Could you copy each of the following entries word for word?

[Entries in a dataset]
━━━━━━━━━━━━━━━━
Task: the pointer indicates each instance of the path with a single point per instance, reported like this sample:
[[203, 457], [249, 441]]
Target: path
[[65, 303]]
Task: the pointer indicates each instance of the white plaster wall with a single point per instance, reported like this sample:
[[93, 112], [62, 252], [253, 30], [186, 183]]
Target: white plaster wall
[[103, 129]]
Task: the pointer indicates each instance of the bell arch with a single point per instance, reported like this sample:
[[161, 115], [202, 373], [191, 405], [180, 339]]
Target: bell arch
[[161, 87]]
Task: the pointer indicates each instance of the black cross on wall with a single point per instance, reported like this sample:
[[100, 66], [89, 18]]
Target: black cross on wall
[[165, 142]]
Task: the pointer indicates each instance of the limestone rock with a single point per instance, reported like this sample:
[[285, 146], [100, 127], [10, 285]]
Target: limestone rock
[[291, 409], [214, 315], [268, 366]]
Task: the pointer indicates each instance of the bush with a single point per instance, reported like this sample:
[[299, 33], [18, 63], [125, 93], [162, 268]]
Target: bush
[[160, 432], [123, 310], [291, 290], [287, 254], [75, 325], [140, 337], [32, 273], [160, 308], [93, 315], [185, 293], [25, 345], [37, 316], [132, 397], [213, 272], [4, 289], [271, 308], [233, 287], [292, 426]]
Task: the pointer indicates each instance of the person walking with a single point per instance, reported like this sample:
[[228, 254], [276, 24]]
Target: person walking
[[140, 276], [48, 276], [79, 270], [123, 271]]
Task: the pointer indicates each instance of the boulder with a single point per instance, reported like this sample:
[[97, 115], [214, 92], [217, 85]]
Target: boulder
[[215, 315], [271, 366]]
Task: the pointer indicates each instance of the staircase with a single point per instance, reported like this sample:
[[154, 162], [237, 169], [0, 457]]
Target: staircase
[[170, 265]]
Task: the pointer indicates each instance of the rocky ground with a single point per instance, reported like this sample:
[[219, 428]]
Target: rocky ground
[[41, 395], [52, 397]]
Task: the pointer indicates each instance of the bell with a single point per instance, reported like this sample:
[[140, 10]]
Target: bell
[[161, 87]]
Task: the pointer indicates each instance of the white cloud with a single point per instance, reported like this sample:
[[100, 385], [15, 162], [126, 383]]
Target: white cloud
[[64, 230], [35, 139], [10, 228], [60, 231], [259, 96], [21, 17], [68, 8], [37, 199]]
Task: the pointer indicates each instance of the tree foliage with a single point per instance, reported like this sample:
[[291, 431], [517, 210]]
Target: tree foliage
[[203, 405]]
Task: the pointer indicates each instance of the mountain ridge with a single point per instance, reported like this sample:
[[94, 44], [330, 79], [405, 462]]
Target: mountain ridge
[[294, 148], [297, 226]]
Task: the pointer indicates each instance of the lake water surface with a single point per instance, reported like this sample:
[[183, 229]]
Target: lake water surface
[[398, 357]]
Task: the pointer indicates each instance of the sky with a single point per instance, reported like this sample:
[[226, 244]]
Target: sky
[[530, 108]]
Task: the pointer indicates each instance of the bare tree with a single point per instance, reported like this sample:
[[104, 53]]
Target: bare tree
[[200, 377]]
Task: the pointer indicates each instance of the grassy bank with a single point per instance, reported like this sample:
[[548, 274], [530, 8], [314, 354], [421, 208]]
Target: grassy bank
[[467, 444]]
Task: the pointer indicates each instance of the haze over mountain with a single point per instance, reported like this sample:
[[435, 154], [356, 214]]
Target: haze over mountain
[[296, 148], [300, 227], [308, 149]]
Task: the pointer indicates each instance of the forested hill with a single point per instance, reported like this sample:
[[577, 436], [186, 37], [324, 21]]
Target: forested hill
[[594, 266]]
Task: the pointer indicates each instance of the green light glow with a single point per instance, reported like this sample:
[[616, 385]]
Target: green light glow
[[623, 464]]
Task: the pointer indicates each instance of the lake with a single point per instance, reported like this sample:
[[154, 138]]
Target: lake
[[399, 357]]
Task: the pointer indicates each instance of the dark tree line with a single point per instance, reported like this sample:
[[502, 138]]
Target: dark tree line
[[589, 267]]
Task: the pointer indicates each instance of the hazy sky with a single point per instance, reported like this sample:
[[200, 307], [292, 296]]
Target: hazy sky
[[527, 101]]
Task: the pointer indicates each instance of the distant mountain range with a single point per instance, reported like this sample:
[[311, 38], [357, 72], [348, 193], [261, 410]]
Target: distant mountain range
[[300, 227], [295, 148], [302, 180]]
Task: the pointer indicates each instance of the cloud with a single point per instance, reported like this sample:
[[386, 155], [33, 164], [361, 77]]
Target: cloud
━━━━━━━━━━━━━━━━
* Output for this exercise:
Task: the pointer indicates each instance of the path with a single point per instance, reported like this sample:
[[203, 457], [249, 441]]
Target: path
[[65, 303]]
Task: the pointer indicates each instance of the white plaster wall with a single point per instance, reported like this sample:
[[93, 112], [62, 252], [253, 30], [186, 183]]
Target: white plaster wall
[[103, 129]]
Task: the pointer indicates each instance of the bell arch with a single point per instance, reported like this sample:
[[161, 115], [202, 373], [191, 405], [180, 339]]
Target: bell arch
[[161, 87]]
Task: the pointer indicates each instance of the black cross on wall with a single point per instance, reported like this sample:
[[100, 66], [89, 18]]
Target: black cross on wall
[[165, 142]]
Task: the pointer indicates each instance of the limestone rock with a single point per instance, reported like this sample:
[[285, 146], [100, 127], [10, 285]]
Target: limestone rock
[[291, 409], [214, 315], [268, 366]]
Task: the pointer indicates each instance of the bush with a single point per instance, reported like this sample:
[[299, 33], [18, 63], [125, 93], [162, 268]]
Target: bush
[[160, 432], [123, 310], [291, 290], [287, 254], [75, 325], [140, 337], [32, 273], [160, 308], [93, 315], [185, 293], [25, 345], [37, 316], [132, 397], [213, 272], [4, 289], [271, 308], [233, 287], [292, 426]]
Task: the pointer indicates each instance of the person walking with a single point per instance, reported like this sample:
[[228, 254], [276, 24]]
Target: person walking
[[140, 276], [48, 276], [79, 270], [123, 271]]
Task: the pointer indicates each instance of the boulder with a single point per instance, reported like this sample:
[[97, 115], [214, 92], [217, 85]]
Target: boulder
[[215, 315], [271, 366]]
Task: the pointer indicates each instance of the staircase with a single point per instance, reported like this sample:
[[154, 162], [237, 169], [0, 457]]
Target: staircase
[[170, 265]]
Task: the pointer indicates each instance of the rocky ground with a single point per instance, reported like this sample:
[[219, 428]]
Target: rocky ground
[[41, 395], [52, 397]]
Task: the pointer indicates each instance of the bell with a single point per instance, reported like this sample:
[[140, 10]]
Target: bell
[[161, 87]]
Task: the pointer indicates each instance of the white cloud with a single point per instance, reported like this sample:
[[100, 385], [15, 162], [126, 383]]
Target: white cloud
[[64, 230], [35, 139], [10, 228], [60, 231], [259, 96], [21, 17], [68, 8], [37, 199]]
Task: the pointer indicates each instance of the tree foliage with a single point per instance, reported like this sample:
[[291, 431], [517, 210]]
Target: tree foliage
[[203, 405]]
Task: the pointer indicates each instance of the mountain ridge with a single point per instance, reported like this sample:
[[94, 44], [330, 79], [405, 462]]
Target: mountain ridge
[[294, 148], [297, 226]]
Task: the pointer indicates each instance of the lake water surface with a single point per instance, reported like this sample:
[[183, 229]]
Target: lake water surface
[[398, 357]]
Task: the pointer indicates each instance of the sky with a single point per instance, reported like this sample:
[[226, 244]]
Target: sky
[[530, 108]]
Task: the pointer indicates each instance of the bare tree with a single point per instance, reported like this sample:
[[104, 53]]
Target: bare tree
[[200, 377]]
Task: the pointer indicates each instance of the grassy bank with a single point per instance, reported like this sample:
[[548, 274], [530, 8], [314, 354], [421, 208]]
Target: grassy bank
[[467, 444]]
Task: the pointer indicates each instance of the haze over mountain with a single point per instance, reported like this sample:
[[435, 154], [356, 214]]
Target: haze over mountain
[[296, 148], [300, 227], [308, 149]]
Task: the pointer indicates each instance of the forested hill with a single point per instance, reported like this sample:
[[577, 436], [186, 37], [324, 21]]
Target: forested hill
[[594, 266]]
Task: the pointer indicates each instance of the green light glow with a single point per instance, reported like this sample:
[[616, 385]]
Target: green light glow
[[623, 464]]
Task: the pointer indicates each instance of the lake with a single point per instance, reported like this sample:
[[154, 138]]
Target: lake
[[399, 357]]
Task: the pointer indicates each instance of the dark tree line with a single point per instance, reported like this sample:
[[502, 138]]
Target: dark tree line
[[589, 267]]
Task: the pointer indicates each instance of the hazy sky with a single point per instance, reported like this sample:
[[200, 307], [292, 296]]
Target: hazy sky
[[527, 101]]
Task: the pointer indicates each instance of the distant mountain range with a single point per instance, reported like this sample:
[[311, 38], [357, 72], [348, 193], [261, 410]]
Target: distant mountain range
[[300, 227], [295, 148], [302, 180]]
Task: the pointer indicates each instance of the cloud with a single point per instance, reported like this sample:
[[386, 155], [33, 164], [361, 77]]
Target: cloud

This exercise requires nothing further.